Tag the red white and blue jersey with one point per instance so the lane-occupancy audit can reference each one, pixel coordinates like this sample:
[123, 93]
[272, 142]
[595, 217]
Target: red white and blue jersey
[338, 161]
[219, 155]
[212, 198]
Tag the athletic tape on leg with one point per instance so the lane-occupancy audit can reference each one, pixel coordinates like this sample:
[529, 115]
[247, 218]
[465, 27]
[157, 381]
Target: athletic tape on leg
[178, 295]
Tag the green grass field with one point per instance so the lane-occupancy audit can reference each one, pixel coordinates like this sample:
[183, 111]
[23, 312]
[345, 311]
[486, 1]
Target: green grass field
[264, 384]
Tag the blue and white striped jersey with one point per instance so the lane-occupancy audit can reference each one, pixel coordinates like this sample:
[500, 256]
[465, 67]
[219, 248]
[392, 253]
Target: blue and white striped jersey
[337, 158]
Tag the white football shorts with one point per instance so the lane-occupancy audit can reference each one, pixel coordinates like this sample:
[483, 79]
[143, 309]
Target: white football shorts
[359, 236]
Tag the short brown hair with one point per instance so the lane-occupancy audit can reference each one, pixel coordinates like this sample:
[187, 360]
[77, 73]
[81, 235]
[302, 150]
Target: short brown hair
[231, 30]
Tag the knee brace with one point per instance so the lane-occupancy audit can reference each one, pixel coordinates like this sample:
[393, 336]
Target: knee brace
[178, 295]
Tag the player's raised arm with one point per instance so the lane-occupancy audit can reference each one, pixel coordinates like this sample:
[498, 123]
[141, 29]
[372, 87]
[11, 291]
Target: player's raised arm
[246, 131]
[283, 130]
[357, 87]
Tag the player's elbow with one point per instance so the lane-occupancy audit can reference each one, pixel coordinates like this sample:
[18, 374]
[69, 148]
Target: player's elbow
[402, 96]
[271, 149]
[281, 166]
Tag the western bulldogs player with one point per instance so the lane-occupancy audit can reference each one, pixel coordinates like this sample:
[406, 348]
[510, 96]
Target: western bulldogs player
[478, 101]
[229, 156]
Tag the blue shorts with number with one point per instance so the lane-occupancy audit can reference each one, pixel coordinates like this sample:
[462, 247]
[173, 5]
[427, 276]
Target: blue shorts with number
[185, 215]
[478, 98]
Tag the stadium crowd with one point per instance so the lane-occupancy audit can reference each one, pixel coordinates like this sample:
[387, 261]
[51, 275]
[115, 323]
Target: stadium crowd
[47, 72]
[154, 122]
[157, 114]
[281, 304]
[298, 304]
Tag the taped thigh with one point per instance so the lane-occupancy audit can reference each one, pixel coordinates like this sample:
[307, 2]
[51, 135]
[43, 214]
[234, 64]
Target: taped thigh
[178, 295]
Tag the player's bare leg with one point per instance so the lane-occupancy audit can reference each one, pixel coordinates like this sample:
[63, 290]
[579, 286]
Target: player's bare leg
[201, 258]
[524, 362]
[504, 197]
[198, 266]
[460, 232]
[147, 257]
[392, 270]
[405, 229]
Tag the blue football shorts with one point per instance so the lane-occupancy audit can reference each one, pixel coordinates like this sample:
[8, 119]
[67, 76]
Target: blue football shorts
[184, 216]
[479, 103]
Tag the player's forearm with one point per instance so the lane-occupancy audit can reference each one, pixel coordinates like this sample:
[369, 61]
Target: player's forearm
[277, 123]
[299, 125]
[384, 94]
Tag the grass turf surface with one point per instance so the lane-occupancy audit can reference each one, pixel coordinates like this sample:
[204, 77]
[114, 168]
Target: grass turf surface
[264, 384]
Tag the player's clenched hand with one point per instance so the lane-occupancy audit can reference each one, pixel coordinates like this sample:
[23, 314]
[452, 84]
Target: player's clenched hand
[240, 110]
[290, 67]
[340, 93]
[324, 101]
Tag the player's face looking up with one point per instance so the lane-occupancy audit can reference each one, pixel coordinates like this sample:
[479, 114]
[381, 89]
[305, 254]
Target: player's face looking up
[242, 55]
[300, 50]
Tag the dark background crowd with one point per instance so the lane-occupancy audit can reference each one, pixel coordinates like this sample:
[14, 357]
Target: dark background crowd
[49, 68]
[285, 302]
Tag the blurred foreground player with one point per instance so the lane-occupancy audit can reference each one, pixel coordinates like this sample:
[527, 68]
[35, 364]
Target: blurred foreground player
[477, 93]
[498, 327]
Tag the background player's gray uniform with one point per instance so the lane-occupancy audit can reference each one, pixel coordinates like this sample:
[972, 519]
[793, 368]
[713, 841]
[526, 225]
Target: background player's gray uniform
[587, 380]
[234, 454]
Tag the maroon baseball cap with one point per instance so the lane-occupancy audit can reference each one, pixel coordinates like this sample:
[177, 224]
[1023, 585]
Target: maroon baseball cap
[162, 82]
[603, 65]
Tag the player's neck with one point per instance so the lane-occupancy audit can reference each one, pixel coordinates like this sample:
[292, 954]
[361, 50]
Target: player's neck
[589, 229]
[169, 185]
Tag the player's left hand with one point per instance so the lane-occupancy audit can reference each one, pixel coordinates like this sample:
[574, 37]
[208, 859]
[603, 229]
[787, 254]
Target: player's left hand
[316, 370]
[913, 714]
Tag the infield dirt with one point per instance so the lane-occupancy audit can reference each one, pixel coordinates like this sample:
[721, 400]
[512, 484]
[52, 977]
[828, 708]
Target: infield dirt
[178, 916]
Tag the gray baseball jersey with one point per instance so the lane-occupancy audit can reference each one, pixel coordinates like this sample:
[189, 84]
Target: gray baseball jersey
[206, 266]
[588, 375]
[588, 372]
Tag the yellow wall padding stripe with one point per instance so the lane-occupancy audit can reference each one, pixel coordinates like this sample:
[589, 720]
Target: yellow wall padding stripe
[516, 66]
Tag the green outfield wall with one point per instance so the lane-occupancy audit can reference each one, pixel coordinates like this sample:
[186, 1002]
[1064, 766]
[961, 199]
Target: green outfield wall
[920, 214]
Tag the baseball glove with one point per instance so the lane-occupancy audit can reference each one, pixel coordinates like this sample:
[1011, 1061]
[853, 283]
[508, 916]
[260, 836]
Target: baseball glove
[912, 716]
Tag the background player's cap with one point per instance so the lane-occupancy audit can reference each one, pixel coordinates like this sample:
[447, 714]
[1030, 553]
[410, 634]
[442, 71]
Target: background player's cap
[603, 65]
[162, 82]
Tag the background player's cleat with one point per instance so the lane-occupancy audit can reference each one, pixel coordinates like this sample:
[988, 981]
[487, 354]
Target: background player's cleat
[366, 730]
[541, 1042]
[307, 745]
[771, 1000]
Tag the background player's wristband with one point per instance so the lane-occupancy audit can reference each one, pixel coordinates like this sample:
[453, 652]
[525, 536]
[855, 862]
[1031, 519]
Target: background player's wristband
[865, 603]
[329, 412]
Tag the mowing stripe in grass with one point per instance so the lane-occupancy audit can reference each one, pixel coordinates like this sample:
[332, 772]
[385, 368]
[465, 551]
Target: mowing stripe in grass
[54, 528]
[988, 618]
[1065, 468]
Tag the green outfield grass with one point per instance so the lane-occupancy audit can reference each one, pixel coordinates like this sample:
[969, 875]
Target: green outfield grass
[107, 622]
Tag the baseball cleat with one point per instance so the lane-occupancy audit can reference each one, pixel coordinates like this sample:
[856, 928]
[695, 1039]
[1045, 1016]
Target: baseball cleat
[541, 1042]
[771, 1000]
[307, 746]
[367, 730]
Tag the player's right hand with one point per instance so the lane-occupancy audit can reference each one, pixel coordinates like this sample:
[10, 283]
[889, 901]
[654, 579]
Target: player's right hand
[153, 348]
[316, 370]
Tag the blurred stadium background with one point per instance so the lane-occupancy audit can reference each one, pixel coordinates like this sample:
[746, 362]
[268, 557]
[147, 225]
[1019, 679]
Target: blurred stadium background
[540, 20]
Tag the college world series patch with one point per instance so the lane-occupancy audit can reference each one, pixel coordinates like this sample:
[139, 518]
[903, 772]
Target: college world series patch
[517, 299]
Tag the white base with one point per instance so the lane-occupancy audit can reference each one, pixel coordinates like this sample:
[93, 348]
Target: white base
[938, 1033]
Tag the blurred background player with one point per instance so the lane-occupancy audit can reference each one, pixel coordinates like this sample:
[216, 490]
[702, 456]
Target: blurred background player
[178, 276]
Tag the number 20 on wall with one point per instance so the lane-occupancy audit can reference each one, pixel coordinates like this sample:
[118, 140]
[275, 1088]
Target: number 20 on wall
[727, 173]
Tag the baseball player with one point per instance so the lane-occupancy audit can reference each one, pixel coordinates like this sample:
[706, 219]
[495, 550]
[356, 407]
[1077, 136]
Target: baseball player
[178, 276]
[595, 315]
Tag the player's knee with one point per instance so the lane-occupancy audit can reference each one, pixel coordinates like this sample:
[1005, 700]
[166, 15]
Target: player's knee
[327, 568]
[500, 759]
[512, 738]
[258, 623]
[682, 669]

————————

(What is being asked):
Write out exactly the final stretch of the records: the line containing "Tag the baseball cleat" and every line after it, through the last, and nothing else.

(Complete output):
Tag the baseball cleat with one point per instance so the lane-occupancy audit can reference each one, pixel coordinates like this sample:
[856, 928]
[695, 1039]
[1045, 1016]
Target: baseball cleat
[541, 1042]
[771, 1000]
[307, 746]
[367, 730]
Tag the player's right hand with one point per instance so the lane-occupancy audit can reference each one, pixel coordinates like this sample:
[10, 283]
[889, 901]
[654, 579]
Target: player's right hand
[153, 348]
[316, 370]
Tag the blurred stadium background with one point per instance so the lane-occupancy audit can reference each one, pixel coordinates like this sample:
[746, 362]
[268, 557]
[147, 225]
[1019, 679]
Target: blurred stadium background
[540, 20]
Tag the college world series patch with one point per instance so the lane-occupancy audit can reference each one, pixel coordinates like this sample:
[139, 518]
[903, 772]
Target: college world series patch
[517, 299]
Tag the white base with one point per instance so the lane-occupancy audit can reference each one, pixel coordinates like this sample:
[93, 348]
Target: white base
[938, 1033]
Tag the blurred background player with one point per instance so the lane-occupancy audit can reference each one, pixel coordinates like this sample:
[216, 490]
[702, 456]
Target: blurred background player
[178, 276]
Tag the number 20 on wall with one point per instance so the lane-occupancy audit can reference each one, pixel coordinates like this sample:
[118, 140]
[275, 1088]
Target: number 20 on wall
[727, 173]
Tag the baseball player with one point per instance so the lane-occupancy audit can reference each one, pixel coordinates like this sample:
[706, 219]
[495, 550]
[356, 407]
[1077, 136]
Target: baseball player
[178, 276]
[595, 315]
Tag the player's knee with one point per instance so the lane-occupancy audit can reference each one, pixel coordinates like this sample:
[1005, 700]
[166, 15]
Target: player's knee
[327, 568]
[500, 759]
[512, 738]
[258, 623]
[682, 669]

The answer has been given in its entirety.